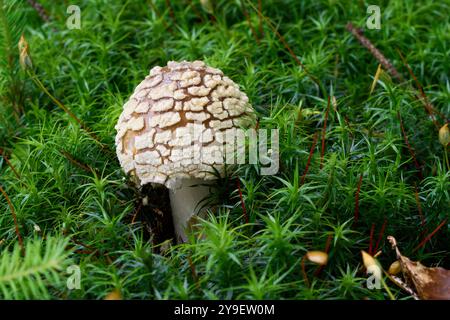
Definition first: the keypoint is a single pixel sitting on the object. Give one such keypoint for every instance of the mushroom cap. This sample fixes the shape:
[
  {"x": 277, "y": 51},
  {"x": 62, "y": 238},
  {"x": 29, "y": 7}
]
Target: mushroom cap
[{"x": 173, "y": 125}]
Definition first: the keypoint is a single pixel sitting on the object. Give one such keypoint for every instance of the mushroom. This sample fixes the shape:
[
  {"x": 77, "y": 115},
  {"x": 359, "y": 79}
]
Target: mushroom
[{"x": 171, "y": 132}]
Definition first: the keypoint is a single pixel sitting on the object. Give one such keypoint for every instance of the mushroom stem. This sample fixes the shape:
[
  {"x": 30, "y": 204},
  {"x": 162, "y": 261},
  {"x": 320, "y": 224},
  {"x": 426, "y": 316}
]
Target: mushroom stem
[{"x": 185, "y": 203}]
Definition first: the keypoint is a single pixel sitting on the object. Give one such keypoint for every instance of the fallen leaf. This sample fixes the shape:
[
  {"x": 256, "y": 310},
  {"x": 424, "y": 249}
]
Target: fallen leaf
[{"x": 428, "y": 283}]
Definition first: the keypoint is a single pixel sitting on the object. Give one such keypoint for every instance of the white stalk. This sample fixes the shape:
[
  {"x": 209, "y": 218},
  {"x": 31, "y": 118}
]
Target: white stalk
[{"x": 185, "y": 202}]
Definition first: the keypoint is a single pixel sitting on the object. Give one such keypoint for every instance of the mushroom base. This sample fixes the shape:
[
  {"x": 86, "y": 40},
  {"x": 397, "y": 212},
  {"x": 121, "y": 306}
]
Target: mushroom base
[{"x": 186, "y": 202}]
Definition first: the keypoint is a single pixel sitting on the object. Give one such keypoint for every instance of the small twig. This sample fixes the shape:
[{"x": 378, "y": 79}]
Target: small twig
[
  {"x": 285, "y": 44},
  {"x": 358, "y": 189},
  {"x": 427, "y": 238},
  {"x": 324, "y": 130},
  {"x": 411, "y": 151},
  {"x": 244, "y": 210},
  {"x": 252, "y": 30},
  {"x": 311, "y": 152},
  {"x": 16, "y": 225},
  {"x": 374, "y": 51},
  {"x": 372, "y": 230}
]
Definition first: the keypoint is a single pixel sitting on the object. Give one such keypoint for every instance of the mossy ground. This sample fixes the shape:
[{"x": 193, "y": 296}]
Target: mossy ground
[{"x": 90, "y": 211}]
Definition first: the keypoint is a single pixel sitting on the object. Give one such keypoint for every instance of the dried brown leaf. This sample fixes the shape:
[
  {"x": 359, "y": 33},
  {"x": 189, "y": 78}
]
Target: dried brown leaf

═══

**WHAT THE EXERCISE ASKS**
The reply should consist of the listing restated word for word, with its pictures removed.

**RESULT OF THE TASK**
Definition first: the keypoint is a single pixel sitting on the object. Give one such keypoint for every instance of the mushroom cap. This sample fixes the shape:
[
  {"x": 277, "y": 51},
  {"x": 62, "y": 238},
  {"x": 29, "y": 7}
]
Target: mushroom cap
[{"x": 173, "y": 125}]
Definition first: the keypoint is a single pixel sitting on the object. Give one such keypoint for every instance of the mushroom. This sample fixes the shape:
[
  {"x": 77, "y": 115},
  {"x": 359, "y": 79}
]
Target: mushroom
[{"x": 171, "y": 132}]
Definition first: the keypoint is a single pixel sitting on the object. Give one such keypoint for every instance of the mushroom stem. This sample fixes the shape:
[
  {"x": 30, "y": 204},
  {"x": 162, "y": 261},
  {"x": 320, "y": 224},
  {"x": 426, "y": 316}
]
Target: mushroom stem
[{"x": 185, "y": 203}]
Definition first: the keypoint is a single pixel sitting on the object. Give one such keypoint for every instance of the fallen leaf. This sample fixes the shape:
[
  {"x": 256, "y": 310},
  {"x": 424, "y": 249}
]
Target: fallen leaf
[{"x": 428, "y": 283}]
Definition first: the keypoint is a single pixel sitting on the object. Give one such keypoint for every instance of the white stalk. This sample fixes the shape:
[
  {"x": 209, "y": 218},
  {"x": 31, "y": 118}
]
Target: white stalk
[{"x": 185, "y": 202}]
Definition first: the keypoint is a single pixel sitting on the object. Give one such keypoint for every instance of the mushroom base. This sample fixes the shape:
[
  {"x": 86, "y": 40},
  {"x": 397, "y": 212},
  {"x": 121, "y": 306}
]
Target: mushroom base
[{"x": 186, "y": 202}]
Definition first: the keypoint is a single pixel sitting on the object. Give one such keypoint for every instance of the small twig. This sample fixes the shape:
[{"x": 378, "y": 79}]
Target: small twig
[
  {"x": 285, "y": 44},
  {"x": 358, "y": 189},
  {"x": 427, "y": 238},
  {"x": 324, "y": 130},
  {"x": 411, "y": 151},
  {"x": 244, "y": 210},
  {"x": 252, "y": 30},
  {"x": 311, "y": 152},
  {"x": 16, "y": 225},
  {"x": 374, "y": 51},
  {"x": 372, "y": 230}
]
Definition first: the keypoint is a single pixel sitting on the object. Give one such keypoint for every instance of the mossy ground. This sample fixes the shape:
[{"x": 193, "y": 296}]
Target: mossy ground
[{"x": 90, "y": 211}]
Definition first: the keypoint is a single pixel sitting on the object. Give one such keypoint for every instance of the dried brown leaf. This sample fixes the shape:
[
  {"x": 359, "y": 33},
  {"x": 189, "y": 78}
]
Target: dried brown leaf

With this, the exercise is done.